Comparison between the Bible & Quran (2/3)

Comparison between the Bible & Quran (2/3)

Are There Mistakes?

I have suggested many times that there are mistakes in the Bible and the accusation comes back very quickly: Show me one. Well there are hundreds. If you want to be specific I can mention few. You have for example at 2nd Samuel 10:18 a description of a war fought by David saying that he killed 7000 men and that he also killed 40000 men on horsebacks. In 1st Chronicles 19 it mentions the same episode saying that he killed 70000 men and the 40000 men were not on horsebacks, they were on foot. The point be what is the difference between the pedestrian and not is very fundamental.

How Did Judas Die?

Matthew 27:5 says that Judas Iscariot when he died he hung himself. Acts 1 says that, no he jumped off a cliff head first. If you study Logic very soon you will come in your course to what they call an “undecidable propositions” or “meaningless sentences” or statements that cannot be decided because there is no contextual false. One of the classic examples sited is something called the Effeminites paradox. This man was Cretan and he said “Cretans always lie”, now was that statement true or false? If he was a Cretan and he says that they always lie is he lying? If he is not lying then he is telling the truth then the Cretans don’t always lie! You see it cannot be true and it cannot be false, the statement turns back on itself. It is like saying “What I am telling you right now is a lie” would you believe that or not? You see the statement has no true content. It cannot be true and it cannot be false. If it is true it is always false. If it is false it is also true.

• _Material_:
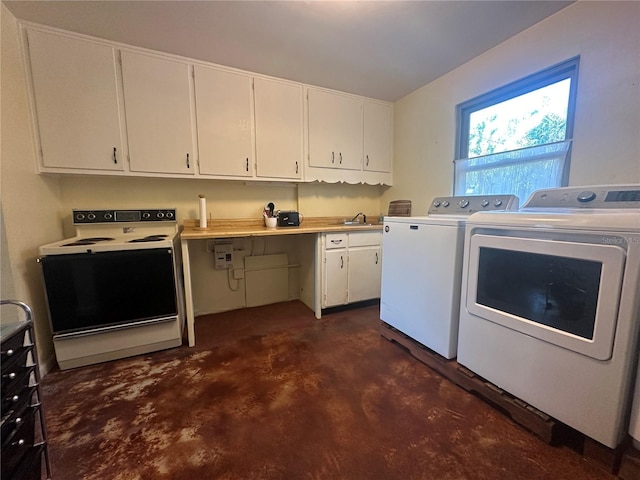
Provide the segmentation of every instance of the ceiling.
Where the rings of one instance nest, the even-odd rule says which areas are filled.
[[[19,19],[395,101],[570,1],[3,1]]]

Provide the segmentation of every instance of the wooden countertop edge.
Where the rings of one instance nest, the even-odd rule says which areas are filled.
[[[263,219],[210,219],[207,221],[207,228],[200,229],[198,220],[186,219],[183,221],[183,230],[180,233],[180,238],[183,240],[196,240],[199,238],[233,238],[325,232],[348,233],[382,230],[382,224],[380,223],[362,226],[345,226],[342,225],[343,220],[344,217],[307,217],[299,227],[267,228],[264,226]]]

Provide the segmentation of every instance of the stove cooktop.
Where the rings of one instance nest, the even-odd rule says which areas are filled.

* * *

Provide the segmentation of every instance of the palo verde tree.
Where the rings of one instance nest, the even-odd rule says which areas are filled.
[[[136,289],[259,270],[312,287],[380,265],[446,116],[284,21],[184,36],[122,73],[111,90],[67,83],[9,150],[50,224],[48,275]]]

• _Objective A_: In the Bible-and-Quran comparison, how does 1st Chronicles 19 describe the 40000 men David killed?
• _Objective B_: List every Bible passage that the Bible-and-Quran comparison cites by book name.

• _Worked answer A_: They were on foot, not on horseback.

• _Worked answer B_: 2nd Samuel 10:18, 1st Chronicles 19, Matthew 27:5, Acts 1